## TASK REQUIREMENTS
Gather every line of the listing below that contains the string "stream", treating uppercase and lowercase as different.

## RECORDS SUPPLIED
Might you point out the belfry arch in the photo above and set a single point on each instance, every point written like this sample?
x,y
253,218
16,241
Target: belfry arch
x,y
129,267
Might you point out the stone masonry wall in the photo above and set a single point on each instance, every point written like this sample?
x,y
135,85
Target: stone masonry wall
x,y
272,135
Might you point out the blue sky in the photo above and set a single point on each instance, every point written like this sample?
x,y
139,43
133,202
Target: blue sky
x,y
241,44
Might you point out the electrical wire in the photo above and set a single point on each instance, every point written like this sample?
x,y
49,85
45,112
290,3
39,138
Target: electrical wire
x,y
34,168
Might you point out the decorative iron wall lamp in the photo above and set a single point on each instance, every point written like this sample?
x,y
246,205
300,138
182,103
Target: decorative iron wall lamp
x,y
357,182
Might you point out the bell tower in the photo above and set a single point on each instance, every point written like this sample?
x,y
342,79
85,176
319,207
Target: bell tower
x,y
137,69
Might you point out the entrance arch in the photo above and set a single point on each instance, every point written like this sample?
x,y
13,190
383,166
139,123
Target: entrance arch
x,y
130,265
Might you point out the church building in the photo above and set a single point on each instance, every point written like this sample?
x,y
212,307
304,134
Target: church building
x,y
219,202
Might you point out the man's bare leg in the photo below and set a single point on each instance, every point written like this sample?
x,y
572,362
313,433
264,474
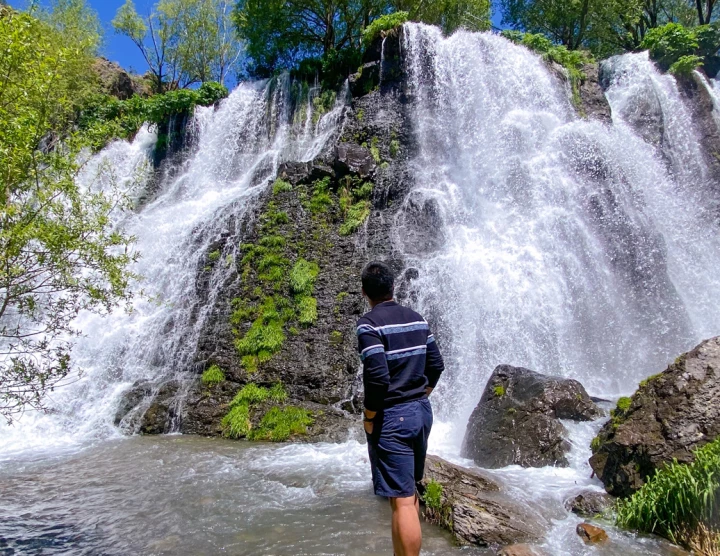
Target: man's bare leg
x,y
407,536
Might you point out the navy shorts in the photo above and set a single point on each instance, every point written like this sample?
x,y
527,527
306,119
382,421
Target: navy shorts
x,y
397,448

* * *

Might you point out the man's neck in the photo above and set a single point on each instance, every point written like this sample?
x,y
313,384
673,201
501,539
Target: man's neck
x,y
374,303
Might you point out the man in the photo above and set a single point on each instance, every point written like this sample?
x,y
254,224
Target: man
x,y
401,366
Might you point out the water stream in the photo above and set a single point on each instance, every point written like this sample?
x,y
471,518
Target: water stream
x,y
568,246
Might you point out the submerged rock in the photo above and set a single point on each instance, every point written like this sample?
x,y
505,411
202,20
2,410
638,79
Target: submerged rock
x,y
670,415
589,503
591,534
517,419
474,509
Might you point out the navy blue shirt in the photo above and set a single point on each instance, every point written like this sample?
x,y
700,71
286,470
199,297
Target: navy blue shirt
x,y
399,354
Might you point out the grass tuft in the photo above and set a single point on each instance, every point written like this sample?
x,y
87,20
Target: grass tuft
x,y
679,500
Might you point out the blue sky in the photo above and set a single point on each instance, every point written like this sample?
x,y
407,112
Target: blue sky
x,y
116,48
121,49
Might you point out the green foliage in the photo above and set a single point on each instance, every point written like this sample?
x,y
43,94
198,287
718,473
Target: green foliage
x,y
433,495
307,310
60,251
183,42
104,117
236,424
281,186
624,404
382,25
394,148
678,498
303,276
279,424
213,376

## COMPLETE OUTPUT
Might you point out the water stream in the photo above and set a single point on each instance, every point written like this sample?
Target: water stream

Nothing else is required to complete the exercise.